TASK DESCRIPTION = Compute how many lines below contain the word "target" and respond with that number only.
Segment Start: DATA EXCERPTS
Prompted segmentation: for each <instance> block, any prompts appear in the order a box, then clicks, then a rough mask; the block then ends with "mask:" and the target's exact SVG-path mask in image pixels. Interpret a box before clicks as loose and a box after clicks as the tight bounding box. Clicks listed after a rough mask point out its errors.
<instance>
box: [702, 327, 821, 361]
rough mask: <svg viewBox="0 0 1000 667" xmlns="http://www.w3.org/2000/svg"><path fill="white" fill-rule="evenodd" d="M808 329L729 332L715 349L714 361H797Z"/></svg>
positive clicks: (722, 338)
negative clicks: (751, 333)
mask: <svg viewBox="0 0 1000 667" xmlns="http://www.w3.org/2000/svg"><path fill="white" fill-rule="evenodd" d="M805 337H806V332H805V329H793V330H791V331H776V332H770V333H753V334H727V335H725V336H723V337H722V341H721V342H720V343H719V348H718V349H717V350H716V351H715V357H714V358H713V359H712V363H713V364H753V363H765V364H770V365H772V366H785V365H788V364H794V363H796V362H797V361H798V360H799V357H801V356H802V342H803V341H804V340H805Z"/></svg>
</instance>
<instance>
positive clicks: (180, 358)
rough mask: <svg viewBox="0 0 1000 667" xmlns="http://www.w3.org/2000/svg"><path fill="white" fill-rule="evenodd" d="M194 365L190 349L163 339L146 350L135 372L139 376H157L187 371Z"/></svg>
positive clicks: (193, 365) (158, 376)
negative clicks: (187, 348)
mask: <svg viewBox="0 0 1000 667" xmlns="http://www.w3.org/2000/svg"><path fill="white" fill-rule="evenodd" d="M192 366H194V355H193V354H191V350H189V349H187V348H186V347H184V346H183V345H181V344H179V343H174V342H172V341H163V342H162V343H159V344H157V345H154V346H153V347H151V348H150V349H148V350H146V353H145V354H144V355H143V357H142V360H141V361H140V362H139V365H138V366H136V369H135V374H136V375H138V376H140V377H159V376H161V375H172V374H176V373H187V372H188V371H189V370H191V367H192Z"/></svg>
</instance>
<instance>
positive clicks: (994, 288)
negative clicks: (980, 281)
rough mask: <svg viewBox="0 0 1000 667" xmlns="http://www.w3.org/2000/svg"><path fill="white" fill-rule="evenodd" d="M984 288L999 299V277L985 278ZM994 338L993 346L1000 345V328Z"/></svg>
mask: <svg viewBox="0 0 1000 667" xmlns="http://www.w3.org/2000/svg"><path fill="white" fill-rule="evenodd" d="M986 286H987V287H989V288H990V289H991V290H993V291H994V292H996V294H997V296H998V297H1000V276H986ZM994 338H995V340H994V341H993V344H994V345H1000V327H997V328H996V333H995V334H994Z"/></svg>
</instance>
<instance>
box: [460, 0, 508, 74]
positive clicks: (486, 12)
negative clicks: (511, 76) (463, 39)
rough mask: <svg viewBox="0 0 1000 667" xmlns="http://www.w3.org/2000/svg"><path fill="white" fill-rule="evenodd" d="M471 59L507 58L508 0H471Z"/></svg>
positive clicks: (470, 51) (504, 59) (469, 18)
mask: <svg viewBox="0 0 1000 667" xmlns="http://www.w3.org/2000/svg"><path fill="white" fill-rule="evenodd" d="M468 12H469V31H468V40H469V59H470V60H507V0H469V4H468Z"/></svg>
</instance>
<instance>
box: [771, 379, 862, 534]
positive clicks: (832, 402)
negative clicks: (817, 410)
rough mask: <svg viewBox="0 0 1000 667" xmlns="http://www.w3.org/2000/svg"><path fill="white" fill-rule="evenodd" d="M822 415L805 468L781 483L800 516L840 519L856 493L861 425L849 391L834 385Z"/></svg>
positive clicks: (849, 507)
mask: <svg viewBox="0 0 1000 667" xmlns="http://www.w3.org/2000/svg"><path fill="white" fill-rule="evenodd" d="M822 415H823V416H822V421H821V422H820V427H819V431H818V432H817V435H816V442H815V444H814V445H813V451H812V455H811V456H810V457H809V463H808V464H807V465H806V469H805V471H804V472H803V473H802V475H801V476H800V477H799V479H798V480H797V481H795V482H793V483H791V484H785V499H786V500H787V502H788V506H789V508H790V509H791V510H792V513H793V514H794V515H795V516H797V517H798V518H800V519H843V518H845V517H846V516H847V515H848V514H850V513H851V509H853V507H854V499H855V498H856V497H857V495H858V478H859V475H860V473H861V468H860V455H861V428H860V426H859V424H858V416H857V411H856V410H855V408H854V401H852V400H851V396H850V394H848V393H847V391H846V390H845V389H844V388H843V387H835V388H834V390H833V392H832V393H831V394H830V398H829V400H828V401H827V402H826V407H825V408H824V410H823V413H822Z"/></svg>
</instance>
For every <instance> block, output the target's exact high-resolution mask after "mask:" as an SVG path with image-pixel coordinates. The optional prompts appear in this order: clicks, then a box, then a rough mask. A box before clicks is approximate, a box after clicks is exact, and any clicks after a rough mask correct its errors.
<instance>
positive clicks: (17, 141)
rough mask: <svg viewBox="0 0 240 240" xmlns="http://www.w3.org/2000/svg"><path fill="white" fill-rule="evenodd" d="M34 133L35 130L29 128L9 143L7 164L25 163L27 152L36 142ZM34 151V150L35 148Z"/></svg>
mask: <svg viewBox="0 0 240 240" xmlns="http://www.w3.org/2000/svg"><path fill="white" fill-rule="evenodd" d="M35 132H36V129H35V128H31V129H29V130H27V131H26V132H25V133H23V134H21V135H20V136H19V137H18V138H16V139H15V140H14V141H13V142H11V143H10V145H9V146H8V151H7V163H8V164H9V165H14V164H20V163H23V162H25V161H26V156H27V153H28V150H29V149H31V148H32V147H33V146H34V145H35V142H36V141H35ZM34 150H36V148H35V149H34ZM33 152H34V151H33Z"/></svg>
Segment End: DATA EXCERPTS
ANSWER TO THIS TASK = 2